-- start RECORD LIST --

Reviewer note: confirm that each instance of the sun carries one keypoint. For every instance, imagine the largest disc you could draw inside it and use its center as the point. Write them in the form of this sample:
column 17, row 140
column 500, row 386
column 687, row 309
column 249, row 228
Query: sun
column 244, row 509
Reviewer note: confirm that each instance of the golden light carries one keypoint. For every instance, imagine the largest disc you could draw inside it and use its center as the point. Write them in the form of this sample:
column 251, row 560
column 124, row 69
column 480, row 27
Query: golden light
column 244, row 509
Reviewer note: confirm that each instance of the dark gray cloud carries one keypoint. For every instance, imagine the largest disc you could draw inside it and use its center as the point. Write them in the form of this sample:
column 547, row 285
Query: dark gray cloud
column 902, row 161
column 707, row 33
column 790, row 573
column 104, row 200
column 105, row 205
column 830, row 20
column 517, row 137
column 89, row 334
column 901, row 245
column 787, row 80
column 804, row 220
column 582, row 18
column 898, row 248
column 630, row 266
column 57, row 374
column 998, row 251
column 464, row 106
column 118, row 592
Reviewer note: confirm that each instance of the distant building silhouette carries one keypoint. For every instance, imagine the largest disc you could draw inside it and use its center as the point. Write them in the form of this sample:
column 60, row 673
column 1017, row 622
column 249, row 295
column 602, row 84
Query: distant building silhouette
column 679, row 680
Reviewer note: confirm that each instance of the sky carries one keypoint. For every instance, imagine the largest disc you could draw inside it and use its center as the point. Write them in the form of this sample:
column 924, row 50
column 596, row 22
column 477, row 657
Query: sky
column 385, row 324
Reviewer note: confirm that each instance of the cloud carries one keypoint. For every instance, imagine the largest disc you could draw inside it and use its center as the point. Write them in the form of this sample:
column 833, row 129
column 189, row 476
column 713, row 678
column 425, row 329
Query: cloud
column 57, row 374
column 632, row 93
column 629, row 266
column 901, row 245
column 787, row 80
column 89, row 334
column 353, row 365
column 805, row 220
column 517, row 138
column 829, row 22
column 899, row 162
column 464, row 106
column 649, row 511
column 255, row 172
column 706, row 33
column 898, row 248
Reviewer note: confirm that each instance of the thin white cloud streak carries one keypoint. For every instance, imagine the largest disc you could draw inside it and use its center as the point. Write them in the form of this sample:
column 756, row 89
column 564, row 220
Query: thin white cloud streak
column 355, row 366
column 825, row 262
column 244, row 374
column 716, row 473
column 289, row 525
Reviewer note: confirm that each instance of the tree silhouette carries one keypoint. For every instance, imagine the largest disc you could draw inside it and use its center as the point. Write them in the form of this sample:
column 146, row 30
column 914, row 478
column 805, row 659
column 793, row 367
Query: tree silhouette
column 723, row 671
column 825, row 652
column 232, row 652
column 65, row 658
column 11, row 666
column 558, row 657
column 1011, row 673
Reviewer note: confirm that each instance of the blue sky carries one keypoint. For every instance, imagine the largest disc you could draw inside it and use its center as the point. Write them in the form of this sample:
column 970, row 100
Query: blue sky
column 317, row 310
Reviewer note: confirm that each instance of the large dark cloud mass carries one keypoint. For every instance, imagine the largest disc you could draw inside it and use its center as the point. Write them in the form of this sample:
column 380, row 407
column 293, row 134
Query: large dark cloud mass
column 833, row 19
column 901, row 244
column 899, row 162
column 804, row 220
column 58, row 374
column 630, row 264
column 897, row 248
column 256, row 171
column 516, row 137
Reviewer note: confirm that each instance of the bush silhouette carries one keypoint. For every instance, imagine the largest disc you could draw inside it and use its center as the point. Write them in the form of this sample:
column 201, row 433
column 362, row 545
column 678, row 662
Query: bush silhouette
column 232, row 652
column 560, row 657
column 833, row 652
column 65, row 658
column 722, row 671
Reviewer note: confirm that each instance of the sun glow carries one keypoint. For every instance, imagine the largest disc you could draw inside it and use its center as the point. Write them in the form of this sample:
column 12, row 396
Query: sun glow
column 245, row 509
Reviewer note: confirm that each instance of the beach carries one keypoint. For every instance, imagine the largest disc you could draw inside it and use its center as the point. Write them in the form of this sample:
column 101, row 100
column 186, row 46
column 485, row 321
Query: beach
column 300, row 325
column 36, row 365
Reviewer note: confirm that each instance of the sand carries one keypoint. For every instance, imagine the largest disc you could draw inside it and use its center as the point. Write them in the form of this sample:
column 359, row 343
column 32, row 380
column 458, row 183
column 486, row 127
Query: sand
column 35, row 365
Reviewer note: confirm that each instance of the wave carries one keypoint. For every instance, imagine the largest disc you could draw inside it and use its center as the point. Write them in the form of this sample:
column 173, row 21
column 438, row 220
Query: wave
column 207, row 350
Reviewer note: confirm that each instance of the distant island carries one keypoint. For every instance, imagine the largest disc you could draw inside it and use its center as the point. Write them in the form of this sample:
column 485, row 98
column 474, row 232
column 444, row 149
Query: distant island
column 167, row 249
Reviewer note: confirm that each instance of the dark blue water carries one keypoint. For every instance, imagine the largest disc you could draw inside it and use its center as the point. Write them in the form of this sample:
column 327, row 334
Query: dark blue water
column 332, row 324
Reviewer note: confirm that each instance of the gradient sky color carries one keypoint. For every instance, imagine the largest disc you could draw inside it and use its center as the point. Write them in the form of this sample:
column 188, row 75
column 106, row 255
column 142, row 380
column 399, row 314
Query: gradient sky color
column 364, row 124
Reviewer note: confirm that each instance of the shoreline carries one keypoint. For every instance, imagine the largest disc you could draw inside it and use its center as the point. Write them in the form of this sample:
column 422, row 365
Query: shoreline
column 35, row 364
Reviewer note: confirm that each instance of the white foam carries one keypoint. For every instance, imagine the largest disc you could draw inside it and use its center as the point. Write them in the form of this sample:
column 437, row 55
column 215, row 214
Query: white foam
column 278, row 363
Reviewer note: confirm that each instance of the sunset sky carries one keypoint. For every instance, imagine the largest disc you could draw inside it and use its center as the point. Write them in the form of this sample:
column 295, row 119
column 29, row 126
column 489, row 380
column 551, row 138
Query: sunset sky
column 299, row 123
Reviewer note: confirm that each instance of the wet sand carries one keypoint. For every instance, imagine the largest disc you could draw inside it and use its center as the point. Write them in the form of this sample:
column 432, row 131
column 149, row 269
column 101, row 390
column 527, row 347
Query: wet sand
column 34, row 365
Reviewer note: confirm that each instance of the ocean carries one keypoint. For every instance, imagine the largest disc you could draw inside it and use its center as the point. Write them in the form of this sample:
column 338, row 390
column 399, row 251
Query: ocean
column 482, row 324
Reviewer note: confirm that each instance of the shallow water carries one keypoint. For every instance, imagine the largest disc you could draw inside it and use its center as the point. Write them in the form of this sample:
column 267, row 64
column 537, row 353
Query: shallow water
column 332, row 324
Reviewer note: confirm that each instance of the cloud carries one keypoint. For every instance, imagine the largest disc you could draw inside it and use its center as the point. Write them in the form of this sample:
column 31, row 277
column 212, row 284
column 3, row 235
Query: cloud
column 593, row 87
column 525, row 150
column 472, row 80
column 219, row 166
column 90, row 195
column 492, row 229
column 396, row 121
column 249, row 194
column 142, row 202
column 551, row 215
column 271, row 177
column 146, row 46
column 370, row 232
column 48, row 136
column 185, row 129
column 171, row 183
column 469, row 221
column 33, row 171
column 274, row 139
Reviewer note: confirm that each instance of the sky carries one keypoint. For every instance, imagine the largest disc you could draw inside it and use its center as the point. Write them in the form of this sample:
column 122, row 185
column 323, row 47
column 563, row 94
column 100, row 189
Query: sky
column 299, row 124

-- end RECORD LIST --

» **WORK TO DO**: Reproduce all of the material above, line for line, with no changes.

» **FINAL RESULT**:
Reviewer note: confirm that each instance of the sun carries one keypoint. For every instance, imagine the largest disc you could draw inside it and use its center as the point. Write them in the form of this sample:
column 17, row 140
column 500, row 386
column 687, row 309
column 249, row 228
Query: sun
column 244, row 509
Reviewer note: confirm that each instance of the golden light carries one keypoint. For every instance, imagine the largest disc you could draw inside it and use its center as the point. Write them in the form of this sample:
column 251, row 560
column 124, row 69
column 480, row 27
Query: golden light
column 244, row 509
Reviewer note: confirm that each instance of the dark gray cloud carries one keypoint. For every instance, imagine the largest disc you could draw inside it and use its center as the point. Write them in the form of this sample:
column 547, row 285
Query: dark gray cloud
column 902, row 161
column 707, row 33
column 790, row 573
column 104, row 200
column 105, row 205
column 830, row 20
column 517, row 137
column 89, row 334
column 901, row 245
column 787, row 80
column 804, row 220
column 582, row 18
column 898, row 248
column 630, row 266
column 57, row 374
column 998, row 251
column 464, row 106
column 118, row 592
Reviewer note: confirm that each instance of the distant building silhouette carries one keypoint. For every instance, imagine the largest disc you could draw inside it and use its center as the point. Write them in the form of this sample:
column 60, row 673
column 1017, row 622
column 249, row 295
column 602, row 84
Query: distant building silhouette
column 679, row 680
Reviewer note: confirm that each instance of the sky carries one keypoint. For every instance, imagine the largest disc you could draw inside it and use its center as the point. Write them in the form of this sample:
column 924, row 50
column 596, row 22
column 477, row 657
Query: sky
column 385, row 324
Reviewer note: confirm that each instance of the cloud carries one keypoint. For every instance, imagine the largest disc you could draw inside it and use its center as the point. Write them in the form of this sample:
column 833, row 129
column 189, row 476
column 713, row 678
column 425, row 329
Query: cloud
column 57, row 374
column 632, row 93
column 629, row 266
column 901, row 245
column 787, row 80
column 89, row 334
column 353, row 365
column 805, row 220
column 517, row 138
column 829, row 22
column 899, row 162
column 464, row 106
column 649, row 511
column 255, row 172
column 706, row 33
column 898, row 248
Reviewer note: confirm that each instance of the thin white cloud streak carries one keypoint. For every instance, imagine the largest disc you could draw inside it and use its center as the point. Write them in the form of this sample:
column 756, row 89
column 564, row 220
Query: thin white cloud streak
column 355, row 366
column 825, row 262
column 244, row 374
column 716, row 473
column 289, row 525
Reviewer note: confirm that each instance of the tree silhouette carries one keypoint. For every instance, imagine the largest disc you could draw inside it and use its center as the point. Write them in the form of this sample:
column 146, row 30
column 914, row 478
column 805, row 659
column 793, row 367
Query: tree silhouette
column 723, row 671
column 825, row 652
column 232, row 652
column 65, row 658
column 11, row 666
column 558, row 657
column 1011, row 673
Reviewer note: confirm that each instance of the blue sky carries one keypoint. For every instance, imagine the largest disc you could draw inside it and use its center as the point. Write them in the form of this sample:
column 970, row 100
Query: blue sky
column 317, row 310
Reviewer note: confirm that each instance of the large dark cloud mass carries one keypoint. For every instance, imagine the largest disc you could draw inside it and use its center as the point. Write them in the form of this sample:
column 380, row 407
column 293, row 134
Query: large dark cloud mass
column 833, row 19
column 901, row 244
column 899, row 162
column 804, row 220
column 58, row 374
column 630, row 264
column 897, row 248
column 256, row 171
column 516, row 137
Reviewer note: confirm that each instance of the bush silhouette carries one keypoint. For every instance, imagine the largest disc you could draw inside it and use its center as the point. Write them in the form of this sample:
column 201, row 433
column 362, row 545
column 678, row 662
Query: bush silhouette
column 232, row 652
column 560, row 657
column 833, row 652
column 65, row 658
column 722, row 671
Reviewer note: confirm that each instance of the sun glow carries one keypoint. For every instance, imagine the largest disc you could draw inside it and use its center as the point. Write them in the form of this sample:
column 12, row 396
Query: sun glow
column 245, row 509
Reviewer note: confirm that each instance of the beach carries one keypoint. For every instance, imagine the largest disc you could draw inside it and use its center as the point. Write them in the form of this sample:
column 101, row 100
column 186, row 46
column 485, row 321
Query: beach
column 300, row 325
column 36, row 365
Reviewer note: confirm that each instance of the sand carries one keypoint. For every instance, imagine the largest disc you could draw inside it and use its center as the point. Write them in the form of this sample:
column 359, row 343
column 32, row 380
column 458, row 183
column 486, row 127
Query: sand
column 35, row 365
Reviewer note: confirm that each instance of the wave carries one keypoint. For every instance, imagine the largest disc you could draw inside it and use its center as the point. Write them in the form of this sample:
column 173, row 21
column 438, row 220
Query: wave
column 207, row 350
Reviewer note: confirm that each instance of the distant island carries one keypoint. For every instance, imagine the largest disc you could draw inside it and use its center as the point. Write them in the form of this sample:
column 485, row 98
column 474, row 232
column 444, row 149
Query: distant island
column 167, row 249
Reviewer note: confirm that each instance of the dark blue water carries one keypoint. For every instance, imagine the largest disc you could draw inside it and use its center as the point. Write them in the form of this sample:
column 327, row 334
Query: dark blue water
column 332, row 324
Reviewer note: confirm that each instance of the gradient sky color carries one keypoint. For every instance, imagine the largest disc you could draw inside it and use its center as the point. Write them in the form of this sample:
column 188, row 75
column 106, row 255
column 142, row 380
column 399, row 314
Query: gradient sky color
column 364, row 124
Reviewer note: confirm that each instance of the shoreline carries one keypoint. For every instance, imagine the largest disc you could draw inside it and use its center as the point. Write them in the form of this sample:
column 422, row 365
Query: shoreline
column 35, row 364
Reviewer note: confirm that each instance of the white foam carries one keypoint. For every instance, imagine the largest disc you could draw inside it and use its center as the point. Write them in the form of this sample:
column 437, row 55
column 215, row 214
Query: white foam
column 278, row 363
Reviewer note: confirm that each instance of the sunset sky carries one keypoint. For every instance, imagine the largest disc you could draw inside it and use its center as the point. Write them in the form of this sample:
column 295, row 119
column 29, row 126
column 489, row 380
column 551, row 138
Query: sunset sky
column 299, row 123
Reviewer note: confirm that each instance of the wet sand carries one keypoint. For every instance, imagine the largest disc you could draw inside it and use its center as the point. Write them in the form of this sample:
column 432, row 131
column 149, row 269
column 101, row 390
column 527, row 347
Query: wet sand
column 34, row 365
Reviewer note: confirm that each instance of the ocean carries one keypoint. For every instance, imagine the largest disc you could draw inside it and use its center as the point. Write them in the form of this sample:
column 338, row 390
column 399, row 251
Query: ocean
column 482, row 324
Reviewer note: confirm that each instance of the shallow water carries one keypoint. For every instance, imagine the largest disc you could draw inside it and use its center as the point. Write them in the form of this sample:
column 267, row 64
column 537, row 353
Query: shallow water
column 332, row 324
Reviewer note: confirm that each instance of the cloud carries one keypoint. For every instance, imagine the largest disc you could draw inside it and use its center as the point. Write them in the form of this sample:
column 31, row 277
column 212, row 284
column 3, row 235
Query: cloud
column 593, row 87
column 525, row 150
column 472, row 80
column 219, row 166
column 90, row 195
column 492, row 229
column 396, row 121
column 249, row 194
column 142, row 202
column 551, row 215
column 271, row 177
column 146, row 46
column 370, row 232
column 48, row 136
column 185, row 129
column 171, row 183
column 469, row 221
column 33, row 171
column 274, row 139
Reviewer note: confirm that each instance of the sky carries one keypoint. For every instance, imagine the largest disc you could draw inside it and use its center as the point. Write them in the form of this sample:
column 122, row 185
column 323, row 47
column 563, row 94
column 100, row 189
Query: sky
column 299, row 124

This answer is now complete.